***** Extrait de page

Initiation à la désobéissance civile

Blocage de sites, chaînes humaines, fabrication de bannières, réseautage, formation juridique, comment réagir à une arrestation et planification d’une action pacifiste. Les rudiments de la désobéissance civile ont été enseignés par Greenpeace à quelques dizaines de militants lors d’un camp à Dunham, le week-end dernier. Incognito, GranbyExpress.com y a participé.

Au son du rythme d’un tam-tam, les autos arrivent une à une au Hameau L’Oasis de Dunham, vendredi, vers 18h. Plusieurs personnes sortent des véhicules et il semble que l’invitation au covoiturage ait été suivie par la majorité des participants. Beaucoup de jeunes, arborant le carré rouge, mais aussi des gens plus âgés passeront la fin de semaine ensemble pour apprendre les subtilités de l’action civile non violente. Quelques fumeurs discutent tranquillement. Une jeune fille sort la tête d’une fourgonnette et annonce du dépit dans la voix: «La grève est finie!» Les gens se saluent, se présentent. Ils viennent de Montréal, Sherbrooke, Québec, Frelighsburg ou Lac-Brome. 

Aux environs de 19h, le groupe entre dans une bâtisse où des chaises sont disposées en rang. Thibault Rhen, responsable des bénévoles à Greenpeace, souhaite la bienvenue à tous. Ensuite, Frédéric Bleau, responsable de la recherche et de la logistique pour le même organisme, prend la parole. Il explique les origines de l’organisation et ses principes fondateurs tels que la non-violence et l’indépendance. Laure Waridel, cofondatrice d’Équiterre, est présente à titre d’invitée. Elle prend la parole et commence son discours par une citation de Berthold Brecht: «Ceux qui luttent ne sont pas sûrs de gagner, mais ceux qui ne luttent pas ont déjà perdu.» Elle explique pourquoi, après un engagement essentiellement positif, elle considère que l’action directe non violente est toujours utile dans un système qui par sa nature même, et ce, malgré la floraison encourageante d’une quantité de belles réalisations citoyennes, résiste toujours à un changement profond. Enfin, Philippe Duhamel, de Schiste 911, livre un témoignage passionné sur l’importance d’agir, notamment pour obtenir un moratoire sur l’exploitation des gaz de schiste. «Nous ne devons pas être des messagers de mauvaises nouvelles déprimantes, mais bien des messagers de la vie! Bonne révolution!»

**********
***** Données fournies

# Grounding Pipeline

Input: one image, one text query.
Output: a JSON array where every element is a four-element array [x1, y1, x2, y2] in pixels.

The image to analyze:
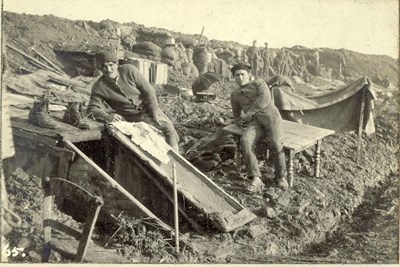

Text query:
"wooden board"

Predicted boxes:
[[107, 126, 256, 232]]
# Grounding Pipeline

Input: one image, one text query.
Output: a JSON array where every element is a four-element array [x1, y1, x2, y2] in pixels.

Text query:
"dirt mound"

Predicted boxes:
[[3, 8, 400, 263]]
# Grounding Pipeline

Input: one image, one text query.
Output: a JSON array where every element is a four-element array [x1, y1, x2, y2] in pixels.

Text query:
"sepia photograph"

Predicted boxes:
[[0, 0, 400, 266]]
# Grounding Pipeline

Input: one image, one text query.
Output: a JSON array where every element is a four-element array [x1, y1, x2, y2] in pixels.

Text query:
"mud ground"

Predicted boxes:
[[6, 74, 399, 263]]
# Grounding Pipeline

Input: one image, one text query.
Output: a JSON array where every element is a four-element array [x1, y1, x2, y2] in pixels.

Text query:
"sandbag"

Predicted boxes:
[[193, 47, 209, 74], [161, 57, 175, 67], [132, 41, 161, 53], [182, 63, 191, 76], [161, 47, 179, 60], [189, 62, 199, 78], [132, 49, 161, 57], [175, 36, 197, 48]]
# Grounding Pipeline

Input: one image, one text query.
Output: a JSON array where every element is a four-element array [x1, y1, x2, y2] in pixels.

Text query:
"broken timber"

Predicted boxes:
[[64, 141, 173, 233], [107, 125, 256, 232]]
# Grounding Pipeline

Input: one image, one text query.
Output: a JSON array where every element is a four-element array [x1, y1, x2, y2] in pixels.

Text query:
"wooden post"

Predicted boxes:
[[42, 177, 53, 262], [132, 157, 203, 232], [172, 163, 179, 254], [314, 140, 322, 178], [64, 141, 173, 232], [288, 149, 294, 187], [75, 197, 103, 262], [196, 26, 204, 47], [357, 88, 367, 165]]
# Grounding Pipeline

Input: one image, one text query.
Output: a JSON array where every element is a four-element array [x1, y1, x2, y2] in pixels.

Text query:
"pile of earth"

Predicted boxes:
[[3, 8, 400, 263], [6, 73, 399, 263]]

**********
***** Données fournies

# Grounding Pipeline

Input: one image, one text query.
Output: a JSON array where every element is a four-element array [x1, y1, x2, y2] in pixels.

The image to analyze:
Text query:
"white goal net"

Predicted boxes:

**********
***** Données fournies

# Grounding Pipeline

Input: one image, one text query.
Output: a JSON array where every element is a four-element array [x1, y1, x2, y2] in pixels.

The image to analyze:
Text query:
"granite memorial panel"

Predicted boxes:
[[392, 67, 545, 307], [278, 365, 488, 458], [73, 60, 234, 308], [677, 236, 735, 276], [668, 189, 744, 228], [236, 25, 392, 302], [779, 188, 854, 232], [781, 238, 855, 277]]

**********

- Consignes écrites -
**a.** D'après l'article sur la désobéissance civile, de quel organisme Laure Waridel est-elle cofondatrice ?
**b.** Poursuivez l'article sur la désobéissance civile à partir de sa dernière phrase.
La liste n'a aucun rapport avec l'article sur la désobéissance civile.

- Réponses aux consignes -
**a.** D'Équiterre.

**b.**
Samedi matin, 9h. Tous sont invités à se présenter et à expliquer à quelles causes ils s’intéressent lors d’une activité de rencontres éclair. Plusieurs sont bénévoles pour Greenpeace, d’autres sont étudiants et un certain nombre ont à cœur des causes plus précises telles que l’étiquetage des OGM, l’interdiction des usines à chiots ou l’avènement d’une démocratie québécoise sans partis politiques. Ces gens d’horizons et d’âges différents, tous résolument à gauche dans leurs convictions, partagent un sentiment commun: il y a urgence d’agir sur plusieurs fronts et les méthodes institutionnelles ne sont pas toujours suffisantes pour y arriver.

Sur le coup de 9h30, place aux cours théoriques sur l’histoire et la pratique de la désobéissance civile. Nous apprenons au fil des oraisons que les «professeurs» sont des activistes actifs et ont participé à plusieurs gestes d’éclat. Ils insistent plusieurs fois sur le caractère absolument pacifiste de leur organisation. «Les policiers devant vous ne sont pas des ennemis, ils ne sont que des fonctionnaires qui font leur travail», rappelle Frédéric.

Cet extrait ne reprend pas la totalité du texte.